▶ [Document section]
>>>>
Experts have questioned a legal requirement for people with gender identity disorder to undergo sex reassignment surgery to officially change their registered sex.
"There are various types of people among those with gender dysphoria, including those who need sex-change surgery," Katsuki Harima, a psychiatrist, told a recent symposium in Tokyo.
"But I doubt if it is an ethical practice to require even those who do not feel significant physical pain to have the surgery to legally change their gender."
Under the current law, GID people are allowed to change the way their sex is listed in their family registries if they fulfill several conditions, including the absence of functioning reproductive organs as a result of gender reassignment operations.
Harima, also a board member of the Japanese Society of Gender Identity Disorder, attended the symposium, organized by the Japan Federation of Bar Associations, as a panelist.
Another panelist, Fumino Sugiyama, shared his view, saying, "There are GID people, who reluctantly consider sex change operations to find jobs" so the difference between their gender identity and their gender in family registries will not be noted in their resume.
Sugiyama, a female-to-male transgender who once represented Japan in women's fencing, has been unable to change his registered sex as he still has internal genitalia following breast-removal surgery.
"The breast was visible (to show a woman's body), but I don't want to put the knife to my body" in order to follow the legal system, Sugiyama said.
Sugiyama is a leading campaigner for better understanding of sexual minorities, and played a key role in the passage by Tokyo's Shibuya Ward government of an ordinance authorizing the issuance of certificates recognizing same-sex partnerships as being equivalent to marriage.
Many countries around the world, including European nations and several states in the United States, approve of change of registered sex of GID people even if they do not go through gender reassignment surgeries, according to the JFBA.
The World Health Organization and other institutions issued a joint statement in 2014, noting that the requirement to undergo sterilization surgeries as a prerequisite to receiving gender-affirmative treatment and gender-marker changes "run counter to respect for bodily integrity, self-determination and human dignity, and can cause and perpetuate discrimination against transgender and intersex persons."
Shoko Sasaki, a clinical psychotherapist, said at the symposium that gender reassignment surgery does not necessarily stabilize the gender identity of people with gender dysphoria, citing a female-to-male transgender person who was unsure about undergoing surgery to remove internal genitalia.
He thinks it more fitting to not have a womb and ovaries, but is also aware that he cannot have fully-functioning male sex organs, and that gender reassignment surgery can only have a limited outcome, according to Sasaki.
"In that case, sex-change surgery is not relevant to stabilization of his gender identity," she said. "The legal requirement for gender reassignment surgery to officially change registered sex sometimes causes 'social pain' to people with gender dysphoria as they feel they are prevented from changing their family registry," Sasaki added.
According to the Japanese Society of Psychiatry and Neurology, the number of transgender people visiting medical institutions in Japan totaled 22,435 by the end of 2015, of whom 4,671, or 20.8 percent, changed gender in their family registry.
<<<<
▶ [Task directions] Reproduce the stretch of the article on Japan's surgery requirement for changing registered sex from "Harima, also a" through "following breast-removal surgery.", word for word. The data that follows has no connection to the article on Japan's surgery requirement for changing registered sex.

▶ [Dataset section]
>>>>
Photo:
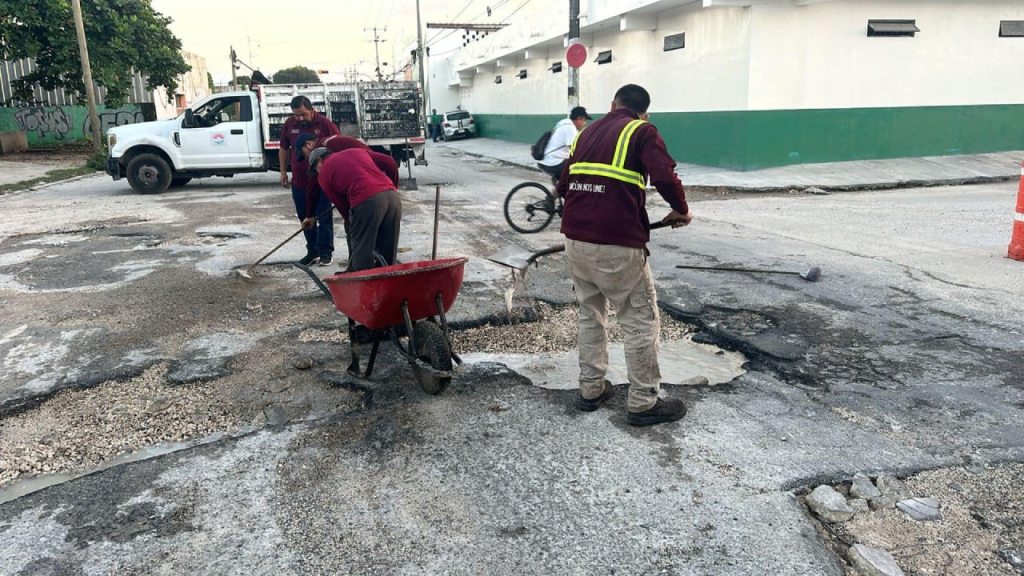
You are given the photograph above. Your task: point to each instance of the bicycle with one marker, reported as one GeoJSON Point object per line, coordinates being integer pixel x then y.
<<<<
▶ [Result of this task]
Harima, also a board member of the Japanese Society of Gender Identity Disorder, attended the symposium, organized by the Japan Federation of Bar Associations, as a panelist.
Another panelist, Fumino Sugiyama, shared his view, saying, "There are GID people, who reluctantly consider sex change operations to find jobs" so the difference between their gender identity and their gender in family registries will not be noted in their resume.
Sugiyama, a female-to-male transgender who once represented Japan in women's fencing, has been unable to change his registered sex as he still has internal genitalia following breast-removal surgery.